— START —
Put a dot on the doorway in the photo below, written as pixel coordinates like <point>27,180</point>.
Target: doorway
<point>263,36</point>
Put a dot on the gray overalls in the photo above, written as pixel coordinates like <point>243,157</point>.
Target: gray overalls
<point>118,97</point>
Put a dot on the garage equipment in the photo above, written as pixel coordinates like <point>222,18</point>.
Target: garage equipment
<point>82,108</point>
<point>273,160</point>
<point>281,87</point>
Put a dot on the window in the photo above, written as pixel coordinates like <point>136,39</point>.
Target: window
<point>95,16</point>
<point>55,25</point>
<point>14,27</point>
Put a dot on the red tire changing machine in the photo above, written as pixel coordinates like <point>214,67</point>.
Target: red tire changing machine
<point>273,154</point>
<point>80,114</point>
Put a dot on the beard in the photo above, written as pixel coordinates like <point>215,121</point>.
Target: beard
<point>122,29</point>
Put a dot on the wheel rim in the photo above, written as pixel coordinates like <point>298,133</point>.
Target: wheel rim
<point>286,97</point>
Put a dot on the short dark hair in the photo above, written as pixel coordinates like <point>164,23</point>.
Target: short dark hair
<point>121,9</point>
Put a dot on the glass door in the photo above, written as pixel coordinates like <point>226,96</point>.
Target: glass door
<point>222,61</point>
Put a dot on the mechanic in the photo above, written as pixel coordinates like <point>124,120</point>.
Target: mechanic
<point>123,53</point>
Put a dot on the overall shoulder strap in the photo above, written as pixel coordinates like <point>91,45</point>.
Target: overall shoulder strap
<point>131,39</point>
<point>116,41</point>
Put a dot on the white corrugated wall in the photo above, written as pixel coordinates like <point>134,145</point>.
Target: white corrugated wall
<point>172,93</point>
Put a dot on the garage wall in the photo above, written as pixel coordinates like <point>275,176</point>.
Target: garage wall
— END —
§ **Your task**:
Rewrite all of the data above, swapping each occurrence of "pixel coordinates" for "image coordinates" and leaving every other part unchanged.

§ **Output below**:
Put a dot on the doorway in the photo below, written as image coordinates like <point>27,180</point>.
Target: doorway
<point>263,36</point>
Put a dot on the gray overalls in the photo above, written as image coordinates like <point>243,157</point>.
Target: gray overalls
<point>118,97</point>
Put a dot on the garage equipment in the photo above, written as image coordinates like <point>222,18</point>.
Target: garage equipment
<point>82,108</point>
<point>273,160</point>
<point>281,87</point>
Put a dot on the window in the photo above, written as image coordinates like <point>136,39</point>.
Target: window
<point>95,16</point>
<point>55,25</point>
<point>14,27</point>
Put a dot on the red tire changing machine in the photo above, written as image coordinates like <point>214,67</point>.
Target: red tire changing machine
<point>273,154</point>
<point>80,114</point>
Put a dot on the beard in the photo above, written as image coordinates like <point>215,121</point>.
Target: beard
<point>122,29</point>
Put a dot on the wheel rim in the photo above, written as image coordinates like <point>298,133</point>.
Target: wheel rim
<point>286,97</point>
Put a dot on the short dark hair in the photo above, written as image coordinates like <point>164,23</point>.
Target: short dark hair
<point>121,9</point>
Put a dot on the glass door in the photo above, written as image coordinates like <point>226,96</point>.
Target: glass door
<point>222,61</point>
Put a dot on the mechanic in the photo above, written as image coordinates like <point>124,120</point>.
Target: mechanic
<point>123,53</point>
Put a dot on the overall shoulder strap in the photo above, written as image coordinates like <point>91,45</point>.
Target: overall shoulder strap
<point>131,39</point>
<point>116,41</point>
Put a dot on the white corrugated wall in the photo above, written as image coordinates like <point>134,145</point>.
Target: white corrugated wall
<point>172,93</point>
Put a dot on the garage wall in the photo above, written as image coordinates like <point>275,176</point>.
Target: garage wall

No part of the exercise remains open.